→ GOAL:
In the passage on Hardstyle sit-ups, what two other ways of evaluating abdominal strength progress are suggested?

Internal Isometrics: the secret of old time physical culturalists’ exceptional abdominal strength and development

THE THOUGHTS ARE THE STRENGTH OF MY MUSCLES.

—PRENTICE MULFORD

Once you can do 5x5 full range Hardstyle sit-ups, how do you progress?

Certainly not by adding reps and not by adding weight either. The answer is trying to tense your muscles harder. Several years ago Steve Maxwell suggested to the trainees doing modified Janda situps: “Don’t see how many reps you can do, see how few you can do!” Indeed, the higher is the tension, the quicker the onset of fatigue. So the stronger you get, the quicker you get gassed. After just one or two I am toast. Whatever reps you manage, if you feel that the tension is about to drop off—you are done. This is the mindset of strength—the opposite of the mindset of endurance—to give it all at once.

This is a good time to stress that the Hardstyle sit-up is an exercise and not a lift and you should not compare your numbers to someone else’s—or even to your own for that matter! Find some other way of evaluating your abdominal strength progress if you must—say, the L-seat on parallel bars for time or the number of consecutive hollow rocks—but don’t chase any sort of numerical improvement in your Hardstyle sit-up.

→ DATA ROWS:
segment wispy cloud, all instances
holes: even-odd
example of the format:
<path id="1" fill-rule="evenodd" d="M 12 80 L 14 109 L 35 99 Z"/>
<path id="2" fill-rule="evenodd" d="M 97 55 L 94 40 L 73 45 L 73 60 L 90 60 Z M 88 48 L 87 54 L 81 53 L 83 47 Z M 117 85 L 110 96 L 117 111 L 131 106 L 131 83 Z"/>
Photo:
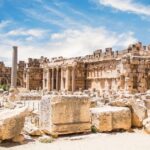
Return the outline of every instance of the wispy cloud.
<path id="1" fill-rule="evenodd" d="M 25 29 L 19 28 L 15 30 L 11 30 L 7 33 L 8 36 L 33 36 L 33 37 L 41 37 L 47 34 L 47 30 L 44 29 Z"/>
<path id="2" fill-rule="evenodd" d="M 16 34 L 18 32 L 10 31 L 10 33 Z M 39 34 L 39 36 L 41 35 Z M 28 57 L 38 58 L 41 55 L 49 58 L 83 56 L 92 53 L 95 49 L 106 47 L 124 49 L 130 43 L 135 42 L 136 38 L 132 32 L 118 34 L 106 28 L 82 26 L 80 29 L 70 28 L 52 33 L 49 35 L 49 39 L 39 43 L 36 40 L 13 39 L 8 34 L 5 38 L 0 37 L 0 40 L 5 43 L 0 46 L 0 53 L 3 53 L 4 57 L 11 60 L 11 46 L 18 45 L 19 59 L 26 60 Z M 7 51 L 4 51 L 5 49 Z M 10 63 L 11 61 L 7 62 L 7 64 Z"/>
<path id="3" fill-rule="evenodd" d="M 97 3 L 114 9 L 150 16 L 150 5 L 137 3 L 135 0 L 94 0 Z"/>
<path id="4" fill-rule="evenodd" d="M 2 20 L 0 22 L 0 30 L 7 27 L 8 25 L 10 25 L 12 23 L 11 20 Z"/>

---

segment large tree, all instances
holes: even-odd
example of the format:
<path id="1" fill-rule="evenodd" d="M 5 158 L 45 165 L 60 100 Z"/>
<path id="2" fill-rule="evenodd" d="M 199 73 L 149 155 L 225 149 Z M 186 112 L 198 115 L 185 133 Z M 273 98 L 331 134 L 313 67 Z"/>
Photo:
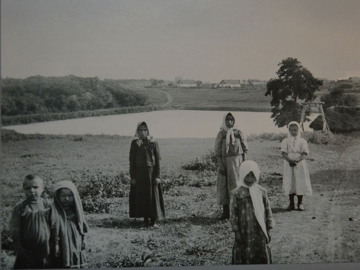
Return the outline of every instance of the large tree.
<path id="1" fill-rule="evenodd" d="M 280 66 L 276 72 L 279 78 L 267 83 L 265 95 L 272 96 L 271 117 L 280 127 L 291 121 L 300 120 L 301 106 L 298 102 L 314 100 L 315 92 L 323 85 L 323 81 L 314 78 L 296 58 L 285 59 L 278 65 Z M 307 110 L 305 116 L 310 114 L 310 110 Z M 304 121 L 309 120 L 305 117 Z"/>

→ REPLY:
Timing the L-seat on parallel bars, or counting consecutive hollow rocks.